• WORK TO COMPLETE
Edit the entries from the very first one down through the line containing "<point>148,151</point>", changing every "bowl of fruit" to "fruit bowl" and leaving everything else as it stands. Omit the pictures from your answer.

• STORED ROWS
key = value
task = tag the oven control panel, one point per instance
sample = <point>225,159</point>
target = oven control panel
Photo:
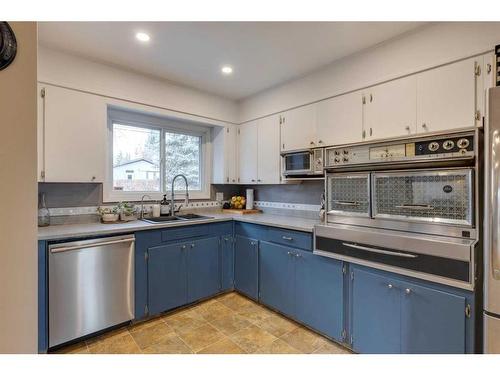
<point>450,146</point>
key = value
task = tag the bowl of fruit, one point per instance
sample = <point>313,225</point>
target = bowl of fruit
<point>238,202</point>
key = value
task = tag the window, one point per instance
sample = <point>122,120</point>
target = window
<point>148,151</point>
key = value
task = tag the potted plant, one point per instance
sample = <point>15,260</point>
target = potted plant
<point>108,214</point>
<point>127,211</point>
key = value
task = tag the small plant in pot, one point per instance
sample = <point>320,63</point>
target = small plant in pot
<point>108,214</point>
<point>128,211</point>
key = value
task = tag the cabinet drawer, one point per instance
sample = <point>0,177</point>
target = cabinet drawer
<point>251,230</point>
<point>221,229</point>
<point>175,234</point>
<point>291,238</point>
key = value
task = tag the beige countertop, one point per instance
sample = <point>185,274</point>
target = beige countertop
<point>55,232</point>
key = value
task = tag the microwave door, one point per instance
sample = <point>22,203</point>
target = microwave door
<point>298,163</point>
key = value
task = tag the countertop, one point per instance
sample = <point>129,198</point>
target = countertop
<point>55,232</point>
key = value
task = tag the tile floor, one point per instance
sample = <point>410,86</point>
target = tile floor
<point>226,324</point>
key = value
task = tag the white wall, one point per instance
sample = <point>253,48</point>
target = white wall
<point>18,226</point>
<point>70,71</point>
<point>429,46</point>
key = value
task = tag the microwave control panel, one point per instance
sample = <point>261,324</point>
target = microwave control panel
<point>452,146</point>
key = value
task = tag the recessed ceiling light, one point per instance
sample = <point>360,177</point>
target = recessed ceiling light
<point>226,69</point>
<point>143,37</point>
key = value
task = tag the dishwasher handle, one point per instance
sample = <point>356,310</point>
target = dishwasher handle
<point>95,244</point>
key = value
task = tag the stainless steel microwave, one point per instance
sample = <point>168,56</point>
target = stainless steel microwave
<point>303,163</point>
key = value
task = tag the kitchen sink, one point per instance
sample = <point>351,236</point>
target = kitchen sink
<point>167,219</point>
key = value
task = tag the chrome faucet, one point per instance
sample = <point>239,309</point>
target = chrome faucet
<point>186,202</point>
<point>142,204</point>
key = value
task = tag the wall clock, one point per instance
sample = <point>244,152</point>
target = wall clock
<point>8,45</point>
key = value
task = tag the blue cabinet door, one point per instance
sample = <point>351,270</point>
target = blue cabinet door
<point>432,321</point>
<point>375,312</point>
<point>246,266</point>
<point>203,268</point>
<point>227,263</point>
<point>167,277</point>
<point>277,277</point>
<point>319,295</point>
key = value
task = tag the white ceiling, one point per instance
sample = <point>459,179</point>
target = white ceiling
<point>263,54</point>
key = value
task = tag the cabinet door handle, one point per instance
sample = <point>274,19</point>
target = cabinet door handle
<point>379,251</point>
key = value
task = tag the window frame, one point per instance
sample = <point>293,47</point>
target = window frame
<point>164,125</point>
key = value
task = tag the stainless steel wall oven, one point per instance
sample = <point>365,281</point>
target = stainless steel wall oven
<point>407,206</point>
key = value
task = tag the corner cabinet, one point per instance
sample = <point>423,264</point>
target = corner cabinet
<point>446,96</point>
<point>72,133</point>
<point>178,266</point>
<point>258,151</point>
<point>246,266</point>
<point>392,314</point>
<point>225,163</point>
<point>298,128</point>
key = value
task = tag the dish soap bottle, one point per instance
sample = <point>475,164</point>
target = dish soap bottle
<point>43,212</point>
<point>164,210</point>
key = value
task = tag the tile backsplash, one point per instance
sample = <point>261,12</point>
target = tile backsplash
<point>61,195</point>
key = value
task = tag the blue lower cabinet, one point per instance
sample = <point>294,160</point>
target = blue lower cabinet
<point>167,277</point>
<point>432,321</point>
<point>375,309</point>
<point>227,262</point>
<point>395,314</point>
<point>246,266</point>
<point>319,293</point>
<point>203,268</point>
<point>277,277</point>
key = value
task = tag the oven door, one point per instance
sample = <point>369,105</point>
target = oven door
<point>298,163</point>
<point>433,196</point>
<point>348,194</point>
<point>445,260</point>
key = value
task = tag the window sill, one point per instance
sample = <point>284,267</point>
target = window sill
<point>115,196</point>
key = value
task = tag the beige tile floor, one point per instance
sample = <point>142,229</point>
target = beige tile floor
<point>227,324</point>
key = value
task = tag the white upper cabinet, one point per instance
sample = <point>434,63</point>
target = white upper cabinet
<point>74,127</point>
<point>225,168</point>
<point>247,152</point>
<point>298,128</point>
<point>268,159</point>
<point>446,96</point>
<point>340,120</point>
<point>390,109</point>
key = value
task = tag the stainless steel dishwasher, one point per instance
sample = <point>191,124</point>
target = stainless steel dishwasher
<point>91,286</point>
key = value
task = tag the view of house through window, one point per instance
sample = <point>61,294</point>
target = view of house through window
<point>182,155</point>
<point>136,158</point>
<point>145,159</point>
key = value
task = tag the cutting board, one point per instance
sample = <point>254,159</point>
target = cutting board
<point>240,211</point>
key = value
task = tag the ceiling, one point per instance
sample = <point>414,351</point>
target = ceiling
<point>262,54</point>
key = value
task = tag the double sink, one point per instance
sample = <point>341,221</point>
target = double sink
<point>167,219</point>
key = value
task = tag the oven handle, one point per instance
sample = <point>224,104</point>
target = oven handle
<point>347,203</point>
<point>379,251</point>
<point>416,206</point>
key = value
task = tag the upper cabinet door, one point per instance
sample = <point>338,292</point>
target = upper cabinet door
<point>75,136</point>
<point>247,152</point>
<point>390,109</point>
<point>446,97</point>
<point>231,155</point>
<point>340,120</point>
<point>298,128</point>
<point>268,150</point>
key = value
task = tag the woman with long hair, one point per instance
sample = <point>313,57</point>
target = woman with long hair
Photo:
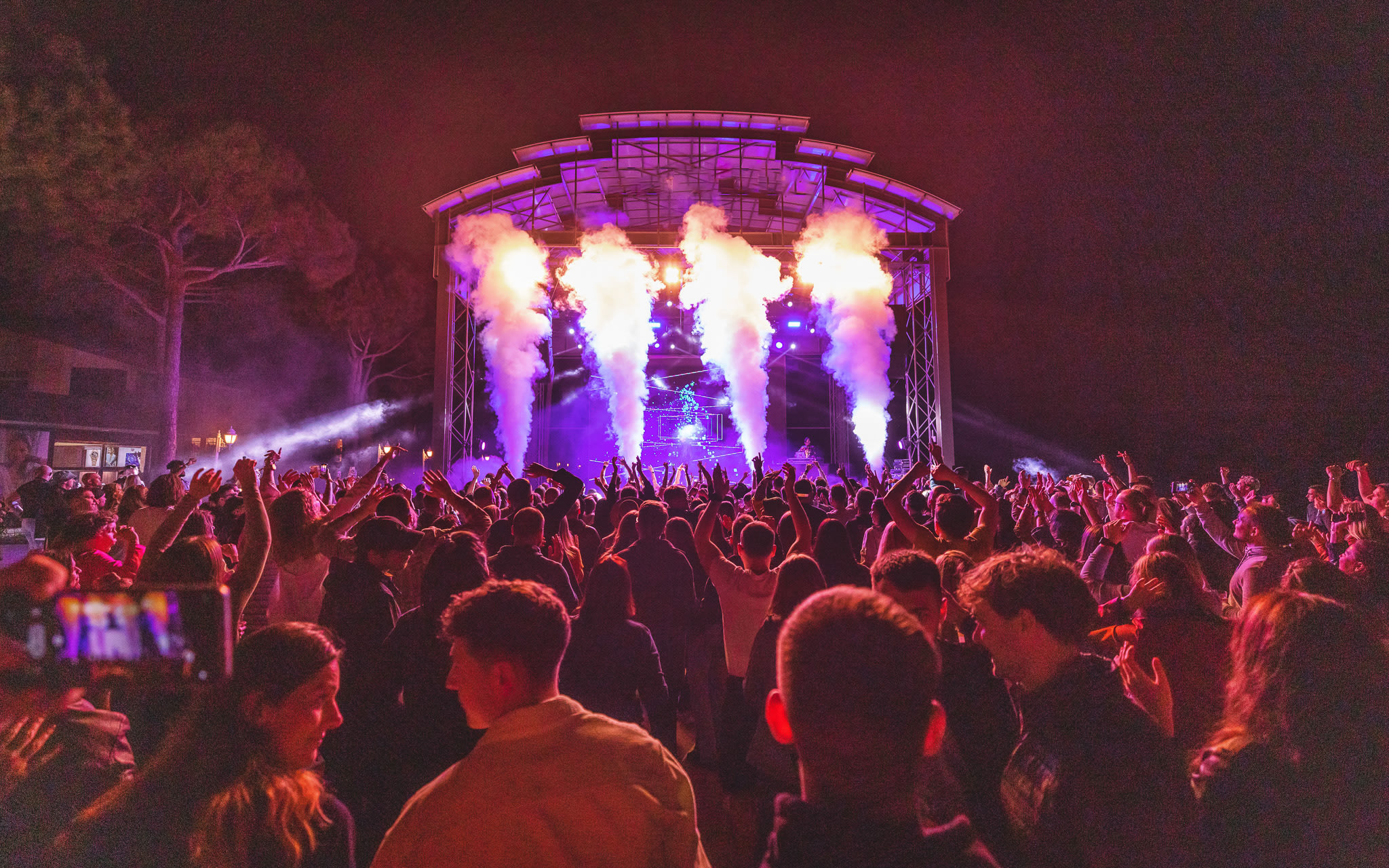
<point>835,556</point>
<point>612,664</point>
<point>1297,772</point>
<point>294,581</point>
<point>873,536</point>
<point>234,784</point>
<point>1166,616</point>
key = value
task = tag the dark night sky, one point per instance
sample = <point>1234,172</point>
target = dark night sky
<point>1173,221</point>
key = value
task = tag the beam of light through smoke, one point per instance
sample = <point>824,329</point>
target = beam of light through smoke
<point>614,286</point>
<point>1034,467</point>
<point>730,285</point>
<point>319,431</point>
<point>838,256</point>
<point>509,295</point>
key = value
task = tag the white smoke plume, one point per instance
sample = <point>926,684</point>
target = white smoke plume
<point>838,256</point>
<point>509,298</point>
<point>730,285</point>
<point>613,286</point>
<point>1034,467</point>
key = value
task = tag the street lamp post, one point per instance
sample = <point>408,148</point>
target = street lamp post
<point>221,442</point>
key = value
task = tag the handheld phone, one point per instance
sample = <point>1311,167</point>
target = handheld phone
<point>152,635</point>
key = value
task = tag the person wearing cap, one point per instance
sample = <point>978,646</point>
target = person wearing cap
<point>360,608</point>
<point>360,597</point>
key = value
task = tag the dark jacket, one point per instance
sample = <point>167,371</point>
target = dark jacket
<point>571,488</point>
<point>982,728</point>
<point>1194,646</point>
<point>526,563</point>
<point>1256,810</point>
<point>360,606</point>
<point>815,836</point>
<point>614,669</point>
<point>1092,783</point>
<point>663,587</point>
<point>432,732</point>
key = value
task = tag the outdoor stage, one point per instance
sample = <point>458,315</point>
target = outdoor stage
<point>642,171</point>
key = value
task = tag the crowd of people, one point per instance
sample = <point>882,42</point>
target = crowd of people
<point>526,670</point>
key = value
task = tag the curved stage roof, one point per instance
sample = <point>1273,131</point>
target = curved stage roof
<point>642,170</point>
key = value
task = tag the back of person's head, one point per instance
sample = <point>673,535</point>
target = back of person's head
<point>458,564</point>
<point>1310,681</point>
<point>953,567</point>
<point>524,623</point>
<point>1317,576</point>
<point>397,507</point>
<point>199,523</point>
<point>278,658</point>
<point>81,528</point>
<point>758,540</point>
<point>857,675</point>
<point>798,578</point>
<point>193,560</point>
<point>735,534</point>
<point>680,534</point>
<point>625,531</point>
<point>650,519</point>
<point>1181,588</point>
<point>955,515</point>
<point>907,570</point>
<point>785,532</point>
<point>518,494</point>
<point>608,593</point>
<point>165,490</point>
<point>880,513</point>
<point>1271,523</point>
<point>1039,581</point>
<point>834,549</point>
<point>1175,543</point>
<point>528,527</point>
<point>131,500</point>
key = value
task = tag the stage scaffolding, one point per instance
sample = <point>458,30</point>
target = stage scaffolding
<point>642,171</point>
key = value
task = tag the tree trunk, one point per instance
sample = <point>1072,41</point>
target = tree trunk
<point>359,378</point>
<point>172,344</point>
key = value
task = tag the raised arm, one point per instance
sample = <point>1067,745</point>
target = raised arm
<point>201,486</point>
<point>1213,526</point>
<point>331,538</point>
<point>1334,498</point>
<point>798,513</point>
<point>1366,484</point>
<point>917,534</point>
<point>474,517</point>
<point>988,503</point>
<point>360,489</point>
<point>1129,466</point>
<point>705,547</point>
<point>253,543</point>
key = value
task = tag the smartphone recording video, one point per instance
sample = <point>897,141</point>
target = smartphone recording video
<point>148,635</point>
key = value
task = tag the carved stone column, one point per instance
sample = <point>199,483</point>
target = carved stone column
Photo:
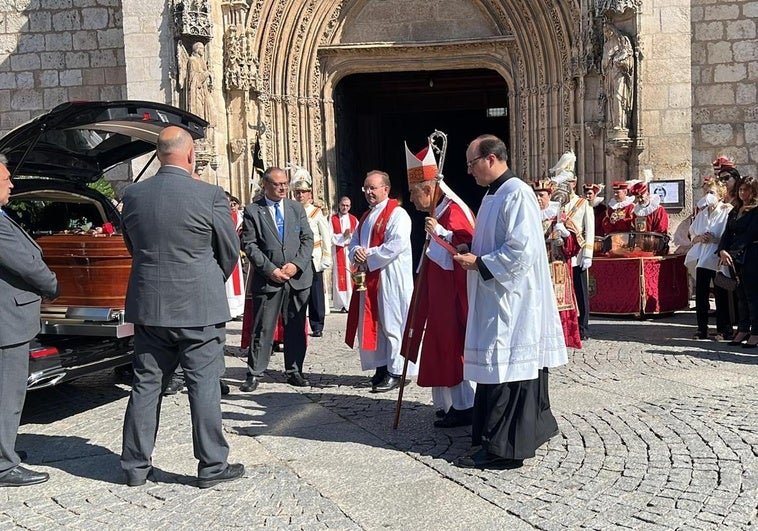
<point>194,83</point>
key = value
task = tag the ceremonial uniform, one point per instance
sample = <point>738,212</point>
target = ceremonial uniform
<point>342,284</point>
<point>322,260</point>
<point>619,217</point>
<point>656,219</point>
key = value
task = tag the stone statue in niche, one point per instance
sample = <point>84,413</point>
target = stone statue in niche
<point>618,73</point>
<point>241,68</point>
<point>195,83</point>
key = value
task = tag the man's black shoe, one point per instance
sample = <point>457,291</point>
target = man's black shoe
<point>455,418</point>
<point>231,473</point>
<point>21,477</point>
<point>483,459</point>
<point>139,481</point>
<point>387,384</point>
<point>379,375</point>
<point>296,379</point>
<point>250,384</point>
<point>174,386</point>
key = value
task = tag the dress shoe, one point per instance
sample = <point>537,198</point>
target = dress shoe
<point>174,386</point>
<point>296,379</point>
<point>20,477</point>
<point>739,339</point>
<point>250,384</point>
<point>387,384</point>
<point>231,473</point>
<point>483,459</point>
<point>379,375</point>
<point>455,418</point>
<point>139,481</point>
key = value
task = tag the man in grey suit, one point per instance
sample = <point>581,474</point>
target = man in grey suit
<point>177,302</point>
<point>24,280</point>
<point>279,244</point>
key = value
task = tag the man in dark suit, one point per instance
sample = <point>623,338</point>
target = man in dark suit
<point>177,302</point>
<point>279,244</point>
<point>24,280</point>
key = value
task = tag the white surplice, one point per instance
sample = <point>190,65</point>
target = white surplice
<point>394,260</point>
<point>513,328</point>
<point>341,299</point>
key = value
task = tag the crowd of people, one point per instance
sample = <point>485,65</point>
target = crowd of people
<point>495,301</point>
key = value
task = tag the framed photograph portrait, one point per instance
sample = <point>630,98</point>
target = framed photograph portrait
<point>671,193</point>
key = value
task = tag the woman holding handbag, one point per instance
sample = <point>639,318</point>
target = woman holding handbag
<point>703,262</point>
<point>739,249</point>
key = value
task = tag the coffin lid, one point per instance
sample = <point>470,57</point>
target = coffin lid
<point>79,141</point>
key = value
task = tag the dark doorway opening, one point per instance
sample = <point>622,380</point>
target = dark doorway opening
<point>375,113</point>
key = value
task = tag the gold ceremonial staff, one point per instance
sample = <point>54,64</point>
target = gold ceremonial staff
<point>404,351</point>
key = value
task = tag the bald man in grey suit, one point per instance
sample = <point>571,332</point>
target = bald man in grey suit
<point>177,302</point>
<point>24,280</point>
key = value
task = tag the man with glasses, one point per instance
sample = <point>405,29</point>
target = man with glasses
<point>24,280</point>
<point>513,332</point>
<point>381,246</point>
<point>279,244</point>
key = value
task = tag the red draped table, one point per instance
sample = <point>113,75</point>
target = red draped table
<point>638,286</point>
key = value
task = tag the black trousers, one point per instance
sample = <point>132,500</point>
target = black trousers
<point>14,371</point>
<point>703,279</point>
<point>582,292</point>
<point>513,419</point>
<point>316,302</point>
<point>292,305</point>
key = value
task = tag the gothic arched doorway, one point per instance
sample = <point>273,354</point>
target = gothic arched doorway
<point>375,113</point>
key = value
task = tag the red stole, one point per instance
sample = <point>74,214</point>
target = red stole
<point>340,255</point>
<point>236,276</point>
<point>371,305</point>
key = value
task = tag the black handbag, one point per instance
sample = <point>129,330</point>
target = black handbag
<point>729,283</point>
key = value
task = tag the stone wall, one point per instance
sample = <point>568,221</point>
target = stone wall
<point>52,51</point>
<point>724,85</point>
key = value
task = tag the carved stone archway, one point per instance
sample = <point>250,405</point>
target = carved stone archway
<point>301,53</point>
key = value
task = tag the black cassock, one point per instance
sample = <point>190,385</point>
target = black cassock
<point>513,419</point>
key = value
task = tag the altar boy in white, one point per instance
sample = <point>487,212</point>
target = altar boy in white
<point>513,332</point>
<point>381,245</point>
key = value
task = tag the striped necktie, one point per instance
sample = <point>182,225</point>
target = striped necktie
<point>279,221</point>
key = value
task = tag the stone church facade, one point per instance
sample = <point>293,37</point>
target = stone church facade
<point>270,75</point>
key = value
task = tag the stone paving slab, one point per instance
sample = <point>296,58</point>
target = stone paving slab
<point>658,431</point>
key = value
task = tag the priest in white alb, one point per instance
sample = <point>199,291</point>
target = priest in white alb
<point>343,227</point>
<point>381,246</point>
<point>513,331</point>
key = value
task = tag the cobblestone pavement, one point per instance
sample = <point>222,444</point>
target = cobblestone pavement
<point>658,431</point>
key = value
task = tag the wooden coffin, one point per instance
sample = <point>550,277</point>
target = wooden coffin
<point>92,269</point>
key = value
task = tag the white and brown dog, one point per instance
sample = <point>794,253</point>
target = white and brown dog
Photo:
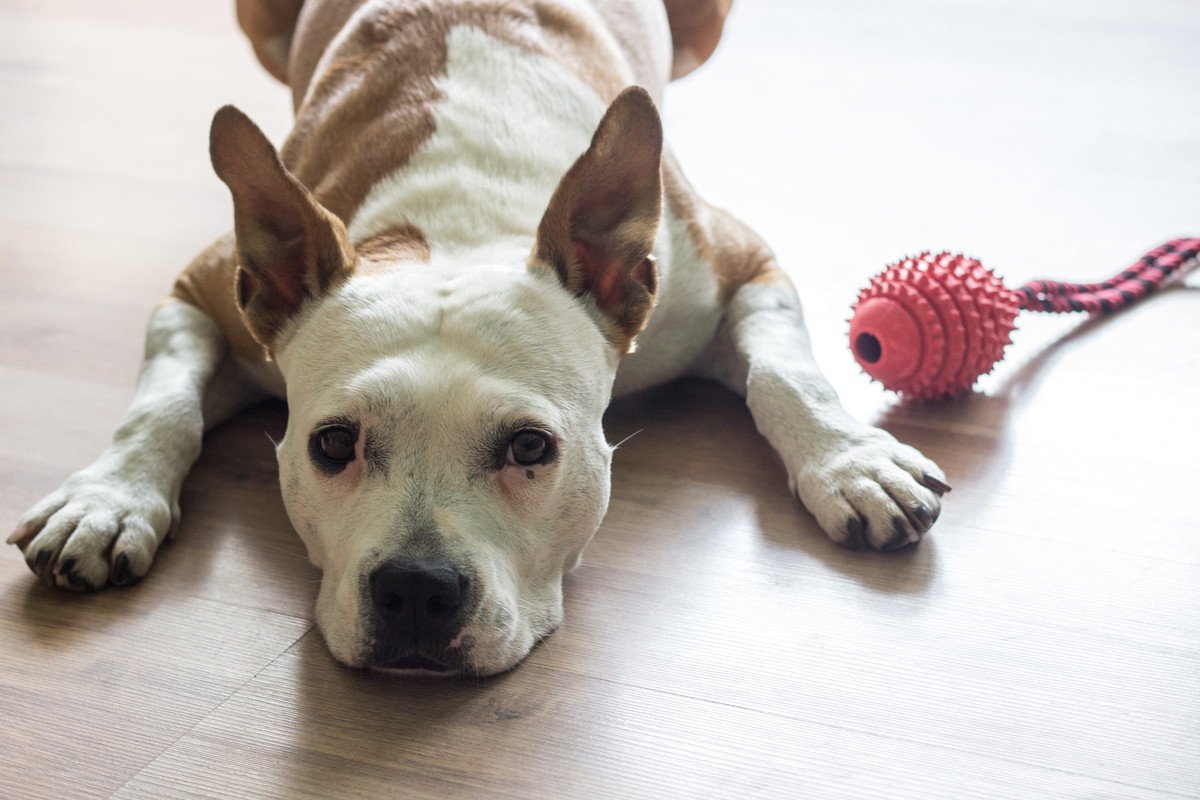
<point>448,295</point>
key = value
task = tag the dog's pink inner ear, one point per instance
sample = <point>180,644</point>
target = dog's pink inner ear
<point>289,247</point>
<point>599,228</point>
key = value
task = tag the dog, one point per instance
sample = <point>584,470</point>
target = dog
<point>471,241</point>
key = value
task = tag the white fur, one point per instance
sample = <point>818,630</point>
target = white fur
<point>510,125</point>
<point>127,500</point>
<point>431,362</point>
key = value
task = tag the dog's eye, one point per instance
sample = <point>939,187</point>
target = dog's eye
<point>333,447</point>
<point>529,446</point>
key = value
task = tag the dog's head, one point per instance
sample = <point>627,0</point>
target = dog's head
<point>444,459</point>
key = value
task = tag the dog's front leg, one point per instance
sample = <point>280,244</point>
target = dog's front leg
<point>865,488</point>
<point>107,521</point>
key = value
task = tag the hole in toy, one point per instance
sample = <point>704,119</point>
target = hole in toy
<point>868,348</point>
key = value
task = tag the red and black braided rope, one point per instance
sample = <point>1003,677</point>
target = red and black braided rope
<point>1145,276</point>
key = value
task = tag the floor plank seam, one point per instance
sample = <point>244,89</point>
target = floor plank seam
<point>215,709</point>
<point>868,732</point>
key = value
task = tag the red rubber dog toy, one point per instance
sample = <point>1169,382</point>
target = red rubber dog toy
<point>929,325</point>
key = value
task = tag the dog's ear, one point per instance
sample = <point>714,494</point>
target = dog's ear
<point>291,250</point>
<point>599,228</point>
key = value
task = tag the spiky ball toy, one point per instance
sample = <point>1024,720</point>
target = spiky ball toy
<point>929,325</point>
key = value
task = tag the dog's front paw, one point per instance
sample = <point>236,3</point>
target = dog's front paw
<point>97,528</point>
<point>873,492</point>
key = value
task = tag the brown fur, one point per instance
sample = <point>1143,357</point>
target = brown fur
<point>735,252</point>
<point>599,228</point>
<point>373,108</point>
<point>289,248</point>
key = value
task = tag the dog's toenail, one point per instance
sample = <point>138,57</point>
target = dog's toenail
<point>40,561</point>
<point>923,517</point>
<point>856,534</point>
<point>121,570</point>
<point>935,485</point>
<point>899,535</point>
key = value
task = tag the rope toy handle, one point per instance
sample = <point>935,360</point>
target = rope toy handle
<point>930,324</point>
<point>1120,292</point>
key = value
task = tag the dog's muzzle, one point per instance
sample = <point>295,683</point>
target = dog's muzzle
<point>417,608</point>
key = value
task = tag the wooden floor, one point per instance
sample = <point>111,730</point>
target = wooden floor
<point>1043,643</point>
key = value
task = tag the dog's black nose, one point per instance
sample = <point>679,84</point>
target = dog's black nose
<point>417,597</point>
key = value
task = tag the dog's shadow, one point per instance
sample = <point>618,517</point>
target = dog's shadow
<point>697,438</point>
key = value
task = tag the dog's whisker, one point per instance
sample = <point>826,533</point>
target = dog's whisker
<point>628,438</point>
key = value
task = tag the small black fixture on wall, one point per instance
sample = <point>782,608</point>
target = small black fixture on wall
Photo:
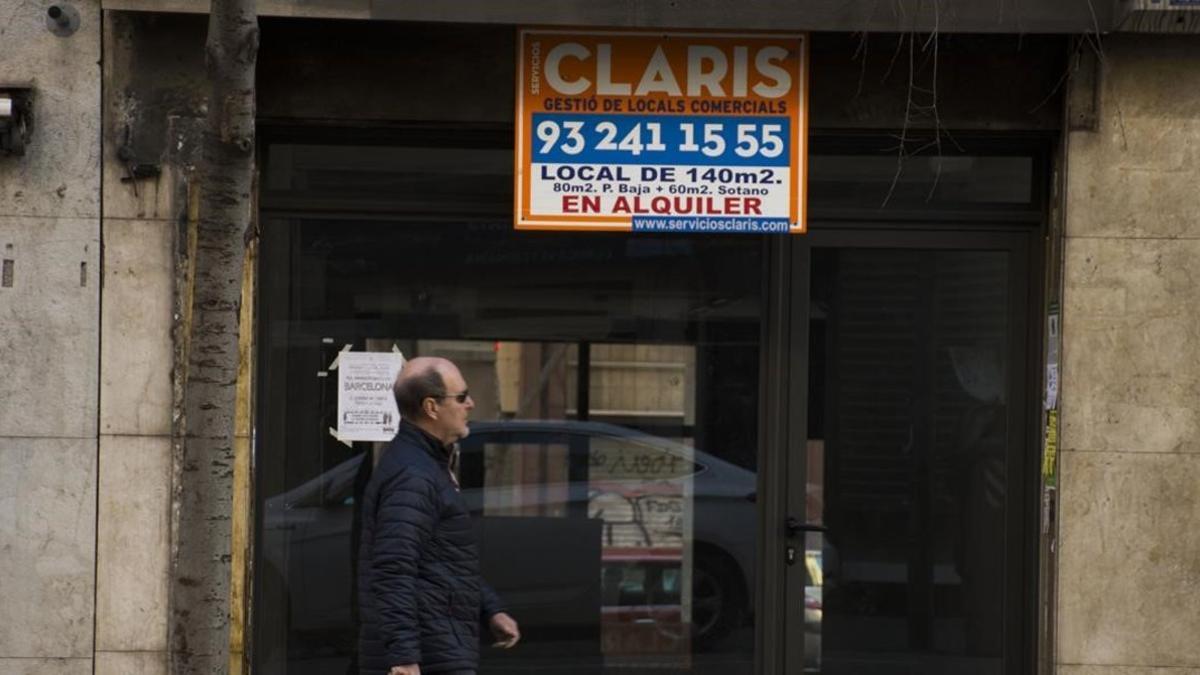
<point>16,118</point>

• SOLUTION
key = value
task = tag the oven control panel, one point per instance
sample = <point>225,159</point>
target = oven control panel
Photo:
<point>450,146</point>
key = value
task = tag the fruit bowl, one point per instance
sample = <point>313,225</point>
target = fruit bowl
<point>238,202</point>
key = value
task = tag the window, one point per instance
sample = <point>122,120</point>
target = window
<point>148,151</point>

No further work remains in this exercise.